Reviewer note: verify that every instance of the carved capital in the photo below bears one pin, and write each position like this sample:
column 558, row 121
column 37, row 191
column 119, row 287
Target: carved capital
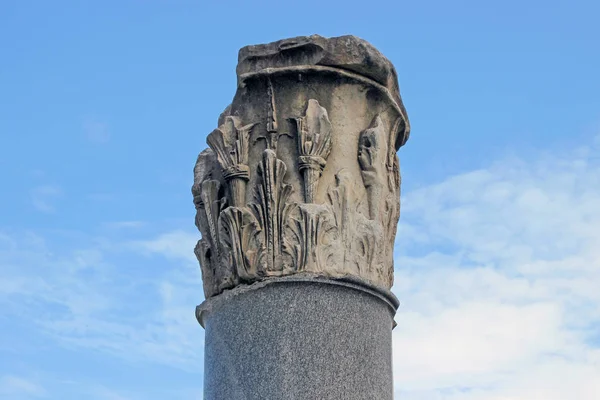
column 320, row 194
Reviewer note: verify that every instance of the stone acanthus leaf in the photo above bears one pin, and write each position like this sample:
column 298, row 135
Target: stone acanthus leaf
column 271, row 208
column 230, row 142
column 314, row 145
column 271, row 233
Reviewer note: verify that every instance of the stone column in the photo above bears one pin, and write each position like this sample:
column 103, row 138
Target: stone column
column 297, row 200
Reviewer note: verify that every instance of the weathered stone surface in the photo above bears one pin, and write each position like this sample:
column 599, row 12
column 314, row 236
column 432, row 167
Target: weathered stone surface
column 344, row 53
column 302, row 176
column 302, row 339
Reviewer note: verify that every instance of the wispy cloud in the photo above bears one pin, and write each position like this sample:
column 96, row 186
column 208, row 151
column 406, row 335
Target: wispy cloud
column 43, row 197
column 138, row 311
column 499, row 286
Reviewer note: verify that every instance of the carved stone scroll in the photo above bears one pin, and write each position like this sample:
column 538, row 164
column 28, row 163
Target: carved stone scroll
column 324, row 198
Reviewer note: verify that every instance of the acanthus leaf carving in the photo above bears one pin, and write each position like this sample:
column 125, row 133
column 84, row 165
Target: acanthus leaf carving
column 314, row 146
column 372, row 155
column 239, row 232
column 271, row 208
column 230, row 142
column 310, row 237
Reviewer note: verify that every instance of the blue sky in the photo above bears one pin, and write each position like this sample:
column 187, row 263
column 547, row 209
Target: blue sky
column 105, row 105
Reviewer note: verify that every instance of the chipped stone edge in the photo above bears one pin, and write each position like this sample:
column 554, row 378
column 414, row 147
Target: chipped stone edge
column 399, row 108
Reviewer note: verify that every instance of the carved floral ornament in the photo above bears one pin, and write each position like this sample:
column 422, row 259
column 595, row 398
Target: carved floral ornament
column 252, row 233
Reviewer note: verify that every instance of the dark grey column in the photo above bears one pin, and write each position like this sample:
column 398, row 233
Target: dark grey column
column 297, row 201
column 299, row 338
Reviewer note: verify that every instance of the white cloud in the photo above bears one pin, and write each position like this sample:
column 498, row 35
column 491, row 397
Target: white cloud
column 87, row 298
column 177, row 244
column 505, row 306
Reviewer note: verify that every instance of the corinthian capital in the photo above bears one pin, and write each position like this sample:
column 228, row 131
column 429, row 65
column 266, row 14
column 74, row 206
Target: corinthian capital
column 320, row 194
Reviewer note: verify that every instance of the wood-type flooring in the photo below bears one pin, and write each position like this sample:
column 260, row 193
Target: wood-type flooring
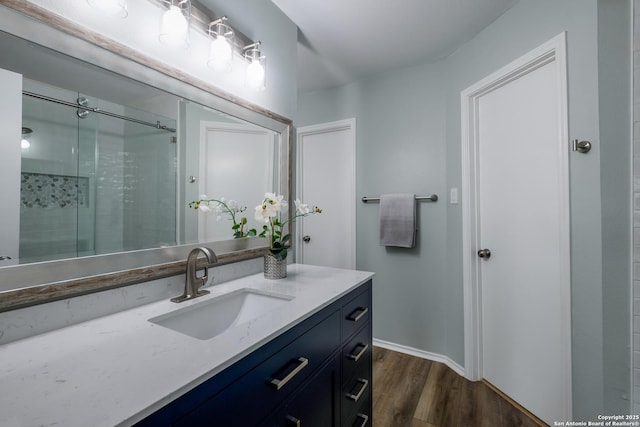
column 413, row 392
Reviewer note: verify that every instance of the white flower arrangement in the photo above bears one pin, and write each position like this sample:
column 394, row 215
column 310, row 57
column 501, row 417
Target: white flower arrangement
column 268, row 212
column 229, row 207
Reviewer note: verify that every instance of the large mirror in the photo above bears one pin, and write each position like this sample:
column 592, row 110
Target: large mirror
column 109, row 165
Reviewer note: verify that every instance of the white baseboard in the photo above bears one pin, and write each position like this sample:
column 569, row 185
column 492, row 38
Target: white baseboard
column 420, row 353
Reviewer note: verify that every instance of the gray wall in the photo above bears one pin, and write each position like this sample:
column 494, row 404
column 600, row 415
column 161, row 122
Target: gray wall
column 614, row 65
column 408, row 130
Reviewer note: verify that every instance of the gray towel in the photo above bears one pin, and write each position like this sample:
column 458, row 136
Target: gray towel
column 398, row 220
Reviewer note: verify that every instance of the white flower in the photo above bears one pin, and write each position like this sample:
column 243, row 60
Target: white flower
column 262, row 214
column 302, row 208
column 275, row 203
column 233, row 205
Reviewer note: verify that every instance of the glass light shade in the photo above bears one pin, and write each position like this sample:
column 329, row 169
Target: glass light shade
column 174, row 29
column 256, row 69
column 115, row 8
column 26, row 134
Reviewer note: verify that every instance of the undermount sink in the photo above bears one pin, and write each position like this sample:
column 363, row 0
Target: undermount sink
column 207, row 319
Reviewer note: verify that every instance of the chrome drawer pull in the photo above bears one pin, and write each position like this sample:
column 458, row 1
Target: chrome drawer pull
column 293, row 421
column 357, row 396
column 280, row 383
column 361, row 311
column 364, row 419
column 356, row 357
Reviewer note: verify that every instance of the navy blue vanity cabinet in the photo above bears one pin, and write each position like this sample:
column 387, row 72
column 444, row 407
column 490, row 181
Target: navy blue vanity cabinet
column 316, row 404
column 356, row 356
column 317, row 373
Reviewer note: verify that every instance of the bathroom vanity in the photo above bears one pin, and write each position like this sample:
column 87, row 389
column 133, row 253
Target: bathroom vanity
column 298, row 353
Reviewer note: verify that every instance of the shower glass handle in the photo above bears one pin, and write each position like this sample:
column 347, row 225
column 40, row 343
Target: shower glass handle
column 484, row 253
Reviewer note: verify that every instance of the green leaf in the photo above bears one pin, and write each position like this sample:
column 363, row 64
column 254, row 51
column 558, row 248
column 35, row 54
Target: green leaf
column 279, row 254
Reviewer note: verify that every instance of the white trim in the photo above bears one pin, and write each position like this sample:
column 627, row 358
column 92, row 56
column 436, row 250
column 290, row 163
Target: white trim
column 553, row 50
column 347, row 124
column 421, row 354
column 632, row 329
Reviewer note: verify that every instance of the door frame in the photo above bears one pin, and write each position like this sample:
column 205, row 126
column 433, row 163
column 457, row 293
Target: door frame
column 339, row 125
column 553, row 50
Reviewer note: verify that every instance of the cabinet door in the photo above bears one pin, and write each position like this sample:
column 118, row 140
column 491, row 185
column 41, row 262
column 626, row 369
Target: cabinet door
column 316, row 404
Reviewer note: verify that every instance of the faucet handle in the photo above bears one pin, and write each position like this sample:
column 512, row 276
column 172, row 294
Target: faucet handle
column 204, row 278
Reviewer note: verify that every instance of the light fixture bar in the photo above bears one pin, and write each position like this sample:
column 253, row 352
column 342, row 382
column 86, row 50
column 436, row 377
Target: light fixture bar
column 202, row 16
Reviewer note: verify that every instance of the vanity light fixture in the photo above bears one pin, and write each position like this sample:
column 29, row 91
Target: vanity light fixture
column 174, row 27
column 221, row 47
column 256, row 67
column 115, row 8
column 26, row 134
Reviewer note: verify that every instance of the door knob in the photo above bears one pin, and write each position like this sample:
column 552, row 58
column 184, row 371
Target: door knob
column 484, row 253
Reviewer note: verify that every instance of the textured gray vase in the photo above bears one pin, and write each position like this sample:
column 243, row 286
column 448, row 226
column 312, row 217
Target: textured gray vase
column 274, row 268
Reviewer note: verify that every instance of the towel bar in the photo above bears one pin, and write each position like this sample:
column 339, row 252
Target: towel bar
column 430, row 198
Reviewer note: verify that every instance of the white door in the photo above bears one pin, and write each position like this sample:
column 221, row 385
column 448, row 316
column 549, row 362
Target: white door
column 236, row 163
column 326, row 178
column 522, row 208
column 10, row 161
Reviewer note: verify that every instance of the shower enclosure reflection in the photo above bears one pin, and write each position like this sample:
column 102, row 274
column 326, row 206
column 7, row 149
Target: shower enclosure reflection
column 94, row 183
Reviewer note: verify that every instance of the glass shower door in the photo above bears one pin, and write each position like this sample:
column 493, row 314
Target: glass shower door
column 94, row 183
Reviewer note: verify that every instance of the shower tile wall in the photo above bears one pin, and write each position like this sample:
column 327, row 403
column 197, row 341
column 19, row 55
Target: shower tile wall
column 636, row 208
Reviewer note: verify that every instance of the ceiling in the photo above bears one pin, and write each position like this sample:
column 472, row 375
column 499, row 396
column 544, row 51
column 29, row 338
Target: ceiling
column 340, row 41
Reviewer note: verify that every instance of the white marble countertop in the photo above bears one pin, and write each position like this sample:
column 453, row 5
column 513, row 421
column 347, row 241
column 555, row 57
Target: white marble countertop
column 117, row 369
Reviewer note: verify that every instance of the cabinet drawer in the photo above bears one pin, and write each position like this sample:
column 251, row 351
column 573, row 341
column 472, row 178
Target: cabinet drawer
column 356, row 352
column 356, row 391
column 361, row 417
column 315, row 404
column 254, row 395
column 356, row 313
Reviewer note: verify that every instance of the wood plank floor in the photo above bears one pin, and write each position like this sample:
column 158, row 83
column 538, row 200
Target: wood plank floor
column 412, row 392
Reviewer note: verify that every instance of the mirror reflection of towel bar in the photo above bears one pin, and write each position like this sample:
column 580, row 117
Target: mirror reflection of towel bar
column 430, row 198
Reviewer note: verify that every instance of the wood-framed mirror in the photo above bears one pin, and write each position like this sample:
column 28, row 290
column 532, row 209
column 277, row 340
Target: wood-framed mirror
column 120, row 185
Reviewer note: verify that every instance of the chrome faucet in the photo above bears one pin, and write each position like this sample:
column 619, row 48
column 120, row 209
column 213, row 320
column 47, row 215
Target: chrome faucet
column 193, row 283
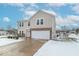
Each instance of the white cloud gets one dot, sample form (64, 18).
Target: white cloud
(6, 19)
(56, 4)
(16, 4)
(75, 8)
(69, 20)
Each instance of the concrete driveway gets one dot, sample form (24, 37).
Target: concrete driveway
(25, 48)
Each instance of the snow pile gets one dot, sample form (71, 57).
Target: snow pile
(58, 48)
(73, 36)
(6, 41)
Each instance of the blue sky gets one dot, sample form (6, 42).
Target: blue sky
(66, 14)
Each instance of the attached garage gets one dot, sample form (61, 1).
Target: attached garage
(40, 34)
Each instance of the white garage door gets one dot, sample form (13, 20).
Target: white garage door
(41, 34)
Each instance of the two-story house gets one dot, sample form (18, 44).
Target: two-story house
(41, 25)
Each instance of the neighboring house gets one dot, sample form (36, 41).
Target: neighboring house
(40, 26)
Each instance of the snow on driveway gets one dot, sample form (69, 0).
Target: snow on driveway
(6, 41)
(57, 48)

> _WORK TO BE COMPLETED_:
Print, exactly and only, the lines running from the line with "Reviewer note: verify that every instance of the wood-framed" through the last line of the data, including both. Skip any picture.

> _TASK ANSWER_:
Reviewer note: verify that every instance of the wood-framed mirror in the photo above bears one pin, and write each position like this sample:
column 28, row 290
column 532, row 209
column 277, row 340
Target: wood-framed mirror
column 120, row 185
Reviewer note: verify that every instance of the chrome faucet in the photo above bears one pin, and write each position like this sample:
column 619, row 48
column 120, row 209
column 213, row 320
column 47, row 215
Target: chrome faucet
column 193, row 283
Each instance of the white cloud gets one dot, sample form (64, 18).
Target: white cloud
(6, 19)
(56, 4)
(16, 4)
(75, 8)
(69, 20)
Each instance of the concrete driveway gets one dot, sample form (24, 37).
Target: concrete driveway
(25, 48)
Each instance of the snow pile gets one dot, sample form (71, 57).
Target: snow pile
(58, 48)
(73, 36)
(6, 41)
Each instance of the blue sky gets one dot, sample form (6, 42).
Target: blue sky
(66, 14)
Each instance of the attached garage gets one dot, sample form (61, 1).
Target: attached garage
(40, 34)
Each instance of the white garage door gets one dot, sample form (13, 20).
Target: white garage door
(41, 34)
Each instance of the two-story house gets one dot, sample form (18, 44).
Target: two-story house
(41, 25)
Each instance of the neighboring house gets one dot, sample form (36, 41).
Target: neighboring house
(40, 26)
Each instance of the snow on driveway gets one dot, sample form (69, 0).
Target: snow on driveway
(6, 41)
(57, 48)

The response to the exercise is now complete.